> MATERIAL

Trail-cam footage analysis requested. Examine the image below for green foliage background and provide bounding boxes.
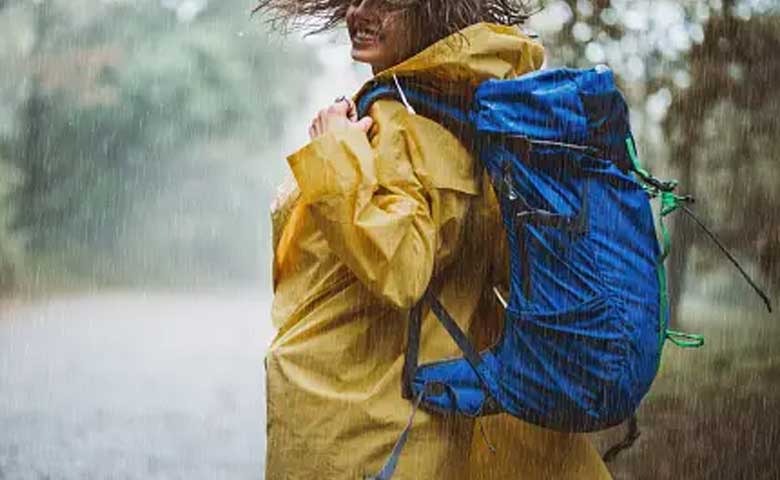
[0,0,316,287]
[0,0,780,298]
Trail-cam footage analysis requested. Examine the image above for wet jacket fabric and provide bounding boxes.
[266,24,610,480]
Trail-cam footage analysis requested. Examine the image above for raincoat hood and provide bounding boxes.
[358,23,544,96]
[266,19,609,480]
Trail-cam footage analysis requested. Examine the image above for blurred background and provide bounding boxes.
[0,0,780,479]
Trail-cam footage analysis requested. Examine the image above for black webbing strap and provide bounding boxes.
[365,392,423,480]
[601,414,642,463]
[401,302,425,400]
[426,294,490,376]
[401,292,490,400]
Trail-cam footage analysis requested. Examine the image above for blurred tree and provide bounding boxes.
[0,0,313,281]
[0,154,22,296]
[531,0,780,310]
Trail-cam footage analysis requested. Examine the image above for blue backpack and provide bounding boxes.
[358,66,771,479]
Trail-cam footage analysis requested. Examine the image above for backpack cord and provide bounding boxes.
[601,413,642,463]
[393,74,417,115]
[680,205,772,313]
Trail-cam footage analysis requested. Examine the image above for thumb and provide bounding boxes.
[355,117,374,133]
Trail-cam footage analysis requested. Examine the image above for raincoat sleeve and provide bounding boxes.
[288,100,479,309]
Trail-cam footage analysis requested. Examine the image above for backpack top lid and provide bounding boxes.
[472,65,630,168]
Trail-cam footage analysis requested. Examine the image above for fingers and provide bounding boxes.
[354,117,374,133]
[320,99,353,117]
[309,103,374,140]
[344,98,358,122]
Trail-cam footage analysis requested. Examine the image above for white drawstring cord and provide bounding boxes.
[393,74,417,115]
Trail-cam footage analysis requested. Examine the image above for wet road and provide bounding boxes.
[0,293,271,479]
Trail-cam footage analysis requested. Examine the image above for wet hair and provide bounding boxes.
[252,0,531,52]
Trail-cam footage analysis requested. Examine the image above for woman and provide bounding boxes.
[258,0,609,480]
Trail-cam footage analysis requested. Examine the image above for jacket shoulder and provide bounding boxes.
[369,99,480,195]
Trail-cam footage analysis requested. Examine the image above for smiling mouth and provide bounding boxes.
[350,27,379,44]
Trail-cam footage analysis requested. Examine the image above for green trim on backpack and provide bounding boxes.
[626,136,704,352]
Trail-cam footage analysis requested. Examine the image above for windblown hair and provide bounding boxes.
[252,0,530,55]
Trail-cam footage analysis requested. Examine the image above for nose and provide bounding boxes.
[350,0,376,16]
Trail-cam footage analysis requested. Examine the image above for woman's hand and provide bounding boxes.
[309,97,374,140]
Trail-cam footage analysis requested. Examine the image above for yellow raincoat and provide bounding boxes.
[266,24,610,480]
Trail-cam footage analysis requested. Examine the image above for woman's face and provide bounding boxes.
[347,0,413,74]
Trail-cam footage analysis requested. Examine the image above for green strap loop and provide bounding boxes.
[666,329,704,348]
[626,135,704,348]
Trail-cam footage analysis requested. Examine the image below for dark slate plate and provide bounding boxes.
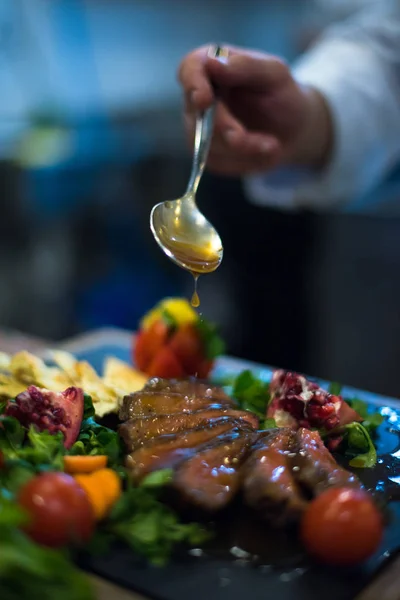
[66,340,400,600]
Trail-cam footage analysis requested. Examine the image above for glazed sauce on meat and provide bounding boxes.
[161,239,222,308]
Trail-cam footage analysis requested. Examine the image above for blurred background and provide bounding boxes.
[0,0,400,395]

> WORK TO COMPLETE
Reproduce, unchanged, the stretch of the listing from the line containing "thumb and provide bounding boxes." through the line containing "[472,65,630,168]", including both of those lines.

> EXPECTED OUTPUT
Trail-cam footage analysis requested. Examine the image above for thumb and provide bounding boxes.
[355,117,374,133]
Trail-cam footage analysis requested. Examine the image above for raincoat sleeve and provide bounding boxes.
[288,100,479,309]
Trail-cam footage analysis requested. Examine the image above for backpack top lid and provide bounding boxes.
[472,65,630,168]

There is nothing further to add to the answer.